Texto para leer:
Los casos de abuso sexual contra niñas indígenas por parte de militares conmovieron -brevemente- al país. Aunque se capturó a los implicados, hay quienes solicitan que sean entregados a la justicia indígena. Aquí algunas reflexiones de voceras indígenas sobre cómo opera su justicia.
Por Helena Calle ([email protected])
Hay una expresión que a veces se escucha en el Guaviare: makusiar. Se refiere a las mujeres del pueblo indígena Nukak Makú y bien podría traducir “irse a buscar mujeres nukaks makús”. La frase (racista y machista) es reflejo de lo que conoció el país la semana pasada, cuando apareció el caso de una niña nukak de 15 años abusada durante cinco días por dos militares en el Batallón de Infantería No. 19 General José Joaquín París, de San José del Guaviare, hasta que pudo escapar. La niña se había alejado de su casa para buscar guayabas.
Una semana antes las Fuerzas Militares reconocieron que siete de sus miembros habían abusado sexualmente de una niña de 12 años del pueblo embera-katío, en el resguardo Gito Dokabú, del municipio de Pueblo Rico (Risaralda). Ahorrémonos los detalles del horror que sufrieron estas niñas y las otras 9.923 menores de edad abusadas sexualmente solo en 2018, según cifras de la Fiscalía.
Mientras las redes sociales se llenaban de indignación, las mujeres -tanto indígenas como mestizas- salieron a protestar frente a los batallones Pichincha (Cali) y el Cantón Norte (Bogotá) cantando: “Y la culpa no era mía, ni de dónde estaba, ni cómo vestía. El violador eres tú”, canción del colectivo artístico de mujeres chilenas Las Tesis que le ha dado la vuelta al mundo.
En medio de la discusión sobre el delito que deberían imputarles y si deberían ser juzgados por la justicia penal militar o la ordinaria, otra propuesta pasó inadvertida: entregar a los agresores a la justicia indígena. La propuesta la hicieron Lejandrina Pastor, consejera de Mujer, Familia y Generación de la Organización Nacional Indígena de Colombia (ONIC) y Aída Quilcué, consejera de derechos humanos, a través de un comunicado.

Extracto de datos:
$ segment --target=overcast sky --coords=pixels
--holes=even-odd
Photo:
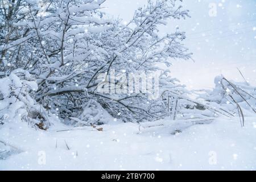
[[[114,17],[129,21],[147,1],[107,0],[103,6]],[[177,26],[185,31],[184,43],[195,62],[172,60],[172,76],[189,89],[209,88],[221,74],[242,81],[239,68],[256,85],[256,0],[184,0],[182,5],[192,18],[171,20],[160,33],[172,32]]]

Tareas:
1 – Reproduce el fragmento del texto sobre los abusos a niñas indígenas que empieza en las palabras "Mientras las redes" y termina después de "vuelta al mundo.", sustituyendo "batallones" por "cuarteles".
2 – En el texto sobre los abusos a niñas indígenas, ¿qué había ido a buscar la niña nukak cuando se alejó de su casa?

Respuestas por tarea:
1 –
Mientras las redes sociales se llenaban de indignación, las mujeres -tanto indígenas como mestizas- salieron a protestar frente a los cuarteles Pichincha (Cali) y el Cantón Norte (Bogotá) cantando: “Y la culpa no era mía, ni de dónde estaba, ni cómo vestía. El violador eres tú”, canción del colectivo artístico de mujeres chilenas Las Tesis que le ha dado la vuelta al mundo.

2 – Guayabas.